They need to shake this off
This is in a Members-Only article at TPM (which you should subscribe to if you can, it’s great) but I don’t think they’ll mind if I post this letter they received from one of their readers:
Yesterday afternoon, you retweeted the Politico story on the White House lawyers’ conservative approach to post-Dobbs fixes saying “If this is true it shows a total misunderstanding of the current political moment.”
That is exactly the problem.
For decades, lawyers for the Executive Branch, in both DoJ and the White House, have urged their “clients”—agencies and the President—not to be overly aggressive in exercising their authority for fear that agency action would be invalidated in court.
There were very good reasons for this caution. Government lawyers wanted to be in a strong position when defending their clients and feared that they would have less credibility in critically-important cases if forced to defend close-to or over-the-line administrative actions. In other words, the (likely accurate at the time) belief was that if government lawyers were not forced to defend marginal exercises of federal power, they were more likely to win when it really counted—when key federal government prerogatives were on the line. Or at least they would win in the non-marginal cases.
-- -- --
**Task instructions**
#1 Answer these questions about the post on White House lawyers:
(a) Which outlet ran the Members-Only article that contains the letter?
(b) What story does the letter say was retweeted yesterday afternoon?
(c) For decades, what did lawyers for the Executive Branch fear would happen if agencies acted too aggressively?
#2 Carry on the post on White House lawyers from where it stops.

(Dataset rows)
-- -- --
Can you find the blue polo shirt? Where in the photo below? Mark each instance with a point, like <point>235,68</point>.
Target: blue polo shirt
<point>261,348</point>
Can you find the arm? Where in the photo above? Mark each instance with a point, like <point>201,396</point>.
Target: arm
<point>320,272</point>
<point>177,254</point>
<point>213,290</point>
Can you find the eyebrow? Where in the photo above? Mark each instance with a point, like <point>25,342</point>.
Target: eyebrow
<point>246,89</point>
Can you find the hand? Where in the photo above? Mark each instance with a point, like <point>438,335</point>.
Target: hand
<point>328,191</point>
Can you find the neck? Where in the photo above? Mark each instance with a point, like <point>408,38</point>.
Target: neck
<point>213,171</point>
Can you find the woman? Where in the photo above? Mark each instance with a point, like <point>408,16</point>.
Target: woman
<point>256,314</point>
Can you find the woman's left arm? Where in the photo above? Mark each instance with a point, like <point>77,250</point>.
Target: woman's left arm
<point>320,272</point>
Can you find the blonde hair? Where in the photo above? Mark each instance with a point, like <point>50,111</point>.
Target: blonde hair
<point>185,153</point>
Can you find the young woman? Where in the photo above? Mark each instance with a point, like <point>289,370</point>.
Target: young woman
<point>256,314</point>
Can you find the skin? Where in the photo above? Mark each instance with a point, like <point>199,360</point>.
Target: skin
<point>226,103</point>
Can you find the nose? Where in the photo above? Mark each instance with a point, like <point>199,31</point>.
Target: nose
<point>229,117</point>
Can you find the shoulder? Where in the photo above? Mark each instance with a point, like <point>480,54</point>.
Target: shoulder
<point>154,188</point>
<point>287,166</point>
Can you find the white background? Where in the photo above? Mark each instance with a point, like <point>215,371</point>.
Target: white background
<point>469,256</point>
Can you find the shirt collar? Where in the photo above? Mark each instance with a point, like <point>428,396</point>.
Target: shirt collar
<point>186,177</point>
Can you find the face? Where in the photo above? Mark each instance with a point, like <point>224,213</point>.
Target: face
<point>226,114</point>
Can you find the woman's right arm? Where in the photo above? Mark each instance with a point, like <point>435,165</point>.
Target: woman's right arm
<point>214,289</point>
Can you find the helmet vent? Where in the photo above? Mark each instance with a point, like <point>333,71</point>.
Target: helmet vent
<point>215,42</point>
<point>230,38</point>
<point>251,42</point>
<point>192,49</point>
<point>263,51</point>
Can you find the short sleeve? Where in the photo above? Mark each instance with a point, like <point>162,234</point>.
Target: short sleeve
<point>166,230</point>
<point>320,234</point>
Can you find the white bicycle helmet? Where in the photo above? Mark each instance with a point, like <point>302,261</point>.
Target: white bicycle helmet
-- -- --
**Answers to each task**
#1
(a) TPM.
(b) The Politico story on the White House lawyers' conservative approach to post-Dobbs fixes.
(c) They feared the agency action would be invalidated in court.

#2
In addition, losing in court was generally perceived to be a black mark for an agency or department. A referee presumed to be neutral had concluded government had abused its authority.
Government lawyers haven’t recognized, or don’t want to recognize, that their world has fundamentally changed.
Today’s federal courts are highly skeptical of everything the federal government does, or tries to do—including actions that ten or twenty years ago would have easily been upheld in court. And they have imposed, and are imposing, new and much more restrictive constraints on agency authority. Finally, does anyone believe that caution by Biden Administration lawyers will give them more credibility, and a better chance to win, when they go before today’s courts?
In other words, is the old approach the right one for this very different judicial landscape? There is a strong argument that it is not.
To begin with, continuing to apply the “don’t do it if we are likely to get sued and might lose” standard drastically limits the scope of permissible government action. Every action that moves the needle more than a tiny bit in the progressive direction is going to be met with a lawsuit. And that lawsuit likely will be filed in a judicial district populated by conservative judges. And those conservative judges are likely to rule against the Biden Administration. So losing is a strong possibility in virtually every single case.
But much more importantly, applying the old standard lets the courts avoid public accountability for their new, dramatically more constraining, constitutional and statutory construction standards.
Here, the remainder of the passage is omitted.